## Given records

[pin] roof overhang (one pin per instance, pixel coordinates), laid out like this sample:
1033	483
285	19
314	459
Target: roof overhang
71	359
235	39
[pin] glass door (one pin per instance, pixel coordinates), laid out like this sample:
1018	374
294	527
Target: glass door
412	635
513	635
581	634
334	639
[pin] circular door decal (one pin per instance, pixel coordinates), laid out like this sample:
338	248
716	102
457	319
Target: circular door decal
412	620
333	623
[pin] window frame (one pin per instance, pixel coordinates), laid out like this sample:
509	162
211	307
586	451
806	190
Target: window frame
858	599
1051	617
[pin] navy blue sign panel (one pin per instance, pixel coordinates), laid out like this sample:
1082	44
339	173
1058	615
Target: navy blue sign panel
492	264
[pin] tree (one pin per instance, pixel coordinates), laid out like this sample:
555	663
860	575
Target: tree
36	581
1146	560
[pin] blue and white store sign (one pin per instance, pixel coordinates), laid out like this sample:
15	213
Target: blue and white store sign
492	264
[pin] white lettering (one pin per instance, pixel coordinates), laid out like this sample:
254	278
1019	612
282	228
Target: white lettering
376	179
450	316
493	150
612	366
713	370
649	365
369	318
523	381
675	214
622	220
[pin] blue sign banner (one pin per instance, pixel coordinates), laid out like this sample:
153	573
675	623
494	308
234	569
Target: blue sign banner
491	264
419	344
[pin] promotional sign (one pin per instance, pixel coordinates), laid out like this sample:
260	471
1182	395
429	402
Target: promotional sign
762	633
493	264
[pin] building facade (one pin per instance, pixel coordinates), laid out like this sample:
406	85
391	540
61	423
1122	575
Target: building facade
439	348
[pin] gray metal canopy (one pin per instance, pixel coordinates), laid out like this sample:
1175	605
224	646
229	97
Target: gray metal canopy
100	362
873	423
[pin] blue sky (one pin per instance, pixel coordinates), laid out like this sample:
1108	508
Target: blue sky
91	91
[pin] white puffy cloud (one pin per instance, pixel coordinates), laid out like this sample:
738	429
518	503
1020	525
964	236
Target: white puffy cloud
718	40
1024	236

## Your objective
Reproduce the final stretch of the data above: every line from the one holding "[pin] navy blue" through the end, inclusive, exactly as written and nothing else.

## Solution to this problem
[pin] navy blue sign panel (one pin per instance, pixel coordinates), laid out like this sample:
1082	44
339	173
1058	615
Target: navy blue sign panel
492	264
[pin] tree (one pin per instance, pixel coordinates), laid out like this sample:
555	663
860	575
Target: tree
36	581
1146	560
[pin] blue and white store sign (one pin per instance, pixel coordinates), laid out like this sample:
15	213
Target: blue and white store sign
492	264
[pin] white lettering (one pin per instance, pixel coordinates), laid out like this sample:
254	278
1019	612
282	228
Target: white lettering
376	179
450	316
493	150
612	366
713	370
649	365
369	318
523	381
675	214
622	220
[pin] blue sign banner (one pin per instance, pixel coordinates), laid out like this sample:
153	573
675	623
494	308
234	569
Target: blue sign banner
491	264
419	344
[pin] promotional sign (one pin per instance, pixel coordinates), laid out like this sample:
260	471
1182	395
429	402
Target: promotional sign
762	633
493	264
[pin] building facade (one pin per instance, pixel coordinates), laid out like this sample:
406	85
391	540
61	423
1122	575
Target: building facade
439	348
[pin] gray metal canopy (one pin per instance, pixel coordinates), laid out like this sample:
1175	605
224	646
229	97
Target: gray metal canopy
100	362
873	423
[pin] blue sky (one pin per instance, pixel coordinates), laid out like this sample:
1108	508
Target: blue sky
91	91
[pin] white puffy cloud (one pin per instance, pixel coordinates), laid out like this sample:
738	429
518	503
1020	525
964	236
Target: white puffy cloud
718	40
1024	236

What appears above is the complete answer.